Exercise data:
══════════

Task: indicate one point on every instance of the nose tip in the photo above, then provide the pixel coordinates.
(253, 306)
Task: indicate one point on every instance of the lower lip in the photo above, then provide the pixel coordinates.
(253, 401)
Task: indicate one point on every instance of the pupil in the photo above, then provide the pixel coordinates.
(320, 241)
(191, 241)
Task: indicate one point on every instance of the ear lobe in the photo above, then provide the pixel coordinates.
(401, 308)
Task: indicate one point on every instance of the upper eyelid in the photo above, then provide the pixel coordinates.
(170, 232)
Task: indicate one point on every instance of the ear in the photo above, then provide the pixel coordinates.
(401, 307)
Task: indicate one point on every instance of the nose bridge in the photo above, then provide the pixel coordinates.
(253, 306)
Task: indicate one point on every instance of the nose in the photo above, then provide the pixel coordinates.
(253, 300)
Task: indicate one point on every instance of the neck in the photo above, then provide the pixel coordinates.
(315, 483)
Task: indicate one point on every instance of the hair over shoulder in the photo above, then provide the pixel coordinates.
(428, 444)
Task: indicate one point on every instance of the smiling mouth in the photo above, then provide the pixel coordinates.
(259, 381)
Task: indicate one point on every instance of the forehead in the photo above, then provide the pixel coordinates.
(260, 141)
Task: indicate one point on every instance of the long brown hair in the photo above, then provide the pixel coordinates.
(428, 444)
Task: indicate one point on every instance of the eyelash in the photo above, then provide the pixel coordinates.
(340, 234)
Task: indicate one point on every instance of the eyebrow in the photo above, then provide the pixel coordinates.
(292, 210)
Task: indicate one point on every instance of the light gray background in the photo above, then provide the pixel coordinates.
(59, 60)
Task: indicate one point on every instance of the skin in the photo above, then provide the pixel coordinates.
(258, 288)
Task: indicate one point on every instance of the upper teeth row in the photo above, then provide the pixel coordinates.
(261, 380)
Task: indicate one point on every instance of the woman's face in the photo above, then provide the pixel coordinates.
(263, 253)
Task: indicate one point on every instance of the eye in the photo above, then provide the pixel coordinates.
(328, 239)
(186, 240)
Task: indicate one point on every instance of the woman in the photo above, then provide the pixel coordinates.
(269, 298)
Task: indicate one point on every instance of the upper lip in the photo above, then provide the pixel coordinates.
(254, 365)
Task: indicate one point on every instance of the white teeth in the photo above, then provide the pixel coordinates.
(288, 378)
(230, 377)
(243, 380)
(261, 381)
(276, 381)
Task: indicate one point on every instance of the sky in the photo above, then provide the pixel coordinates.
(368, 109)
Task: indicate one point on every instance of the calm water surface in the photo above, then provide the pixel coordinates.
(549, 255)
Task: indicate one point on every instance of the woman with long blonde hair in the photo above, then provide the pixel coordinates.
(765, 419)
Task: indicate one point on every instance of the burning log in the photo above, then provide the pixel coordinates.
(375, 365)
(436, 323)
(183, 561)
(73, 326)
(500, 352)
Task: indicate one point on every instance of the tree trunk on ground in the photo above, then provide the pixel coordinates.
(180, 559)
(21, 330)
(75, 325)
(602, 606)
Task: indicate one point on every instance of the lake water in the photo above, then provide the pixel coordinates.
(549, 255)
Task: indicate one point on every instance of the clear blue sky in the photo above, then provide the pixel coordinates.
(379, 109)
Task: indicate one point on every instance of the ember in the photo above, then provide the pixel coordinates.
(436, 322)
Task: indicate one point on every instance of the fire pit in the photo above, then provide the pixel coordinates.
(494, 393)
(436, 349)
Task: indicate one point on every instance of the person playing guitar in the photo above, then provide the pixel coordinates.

══════════

What you should do: The answer must be a word-for-word restatement of the records.

Answer space:
Task: indicate one point on every instance of the nose tip in the photo above, then provide the pixel coordinates.
(253, 306)
Task: indicate one point on every instance of the lower lip in the photo above, then provide the pixel coordinates.
(253, 401)
Task: indicate one point on every instance of the pupil in the photo above, then provide the pixel coordinates.
(320, 241)
(191, 241)
Task: indicate one point on every instance of the ear lobe in the photo above, then provide the pixel coordinates.
(401, 308)
Task: indicate one point on every instance of the upper eyelid in the photo above, then provide the pixel coordinates.
(170, 232)
Task: indicate one point on every instance of the ear in the photo above, then provide the pixel coordinates.
(401, 307)
Task: indicate one point on every instance of the nose bridge in the photo above, then provide the pixel coordinates.
(253, 306)
Task: indicate one point on every instance of the nose in the photo above, then provide the pixel coordinates.
(253, 300)
Task: indicate one point on every instance of the neck in the photo above, then provide the pixel coordinates.
(315, 483)
Task: indicate one point on every instance of the hair over shoulder in the photo above, then provide the pixel coordinates.
(428, 444)
Task: indicate one point on every instance of the smiling mouth in the photo above, then provide the pixel coordinates.
(259, 381)
Task: indicate one point on every instance of the forehead in the photo above, then provide the pixel coordinates.
(260, 141)
Task: indicate one point on every instance of the long brown hair in the photo above, then provide the pixel coordinates.
(428, 444)
Task: indicate one point on every instance of the eyelash in the photo above, then provide the pixel coordinates.
(340, 234)
Task: indicate one point on every instance of the eyebrow in the photo above, then provide the pixel coordinates.
(292, 210)
Task: indicate one point on every instance of the light gray background in the photo above, then provide the pixel coordinates.
(59, 60)
Task: indicate one point on every instance of the skin in the photo above, then provide the pixel coordinates.
(258, 288)
Task: indicate one point on every instance of the upper teeth row in the photo above, then provide the pixel coordinates.
(261, 380)
Task: indicate one point on every instance of the woman's face in the photo above, then provide the pixel coordinates.
(263, 253)
Task: indicate one point on every instance of the eye in the photo above, then provide the pixel coordinates.
(328, 239)
(186, 240)
Task: indicate one point on every instance of the woman in the photo above, then provide the pixel coordinates.
(269, 298)
Task: indicate one point on every instance of the upper lip in the photo above, then provide the pixel coordinates.
(254, 365)
Task: indicate one point on every instance of the white teeth in the photo above, then provide the pixel coordinates.
(288, 378)
(230, 377)
(243, 380)
(261, 381)
(276, 381)
Task: indicate one point on every instance of the sky in the photo above, then provide the pixel coordinates.
(368, 109)
Task: indicate one point on every instance of the calm water surface in the photo above, then provide the pixel coordinates.
(549, 255)
Task: indicate one point on every instance of the woman with long blonde hair in the photo above, then provide the pixel coordinates.
(765, 419)
Task: indicate one point on every instance of the burning log in the photo above, then provide the pixel coordinates.
(375, 365)
(436, 323)
(183, 561)
(73, 326)
(500, 352)
Task: indicate one point on every instance of the tree trunk on ground in the photo above, then provide the pixel coordinates.
(180, 559)
(21, 330)
(75, 325)
(602, 606)
Task: indicate one point on every instance of the lake water in the photo above, then provide the pixel coordinates.
(549, 255)
Task: indicate one point on every instance of the clear blue sky in the photo above, then provide the pixel coordinates.
(379, 109)
Task: indicate one point on every instance of the ember in the photo above, then provide the pixel coordinates.
(436, 322)
Task: indicate one point on every instance of the fire pit in the photo above, then provide the pixel coordinates.
(494, 393)
(436, 349)
Task: indicate one point on every instance of the person playing guitar in the photo above, then provide the pixel coordinates.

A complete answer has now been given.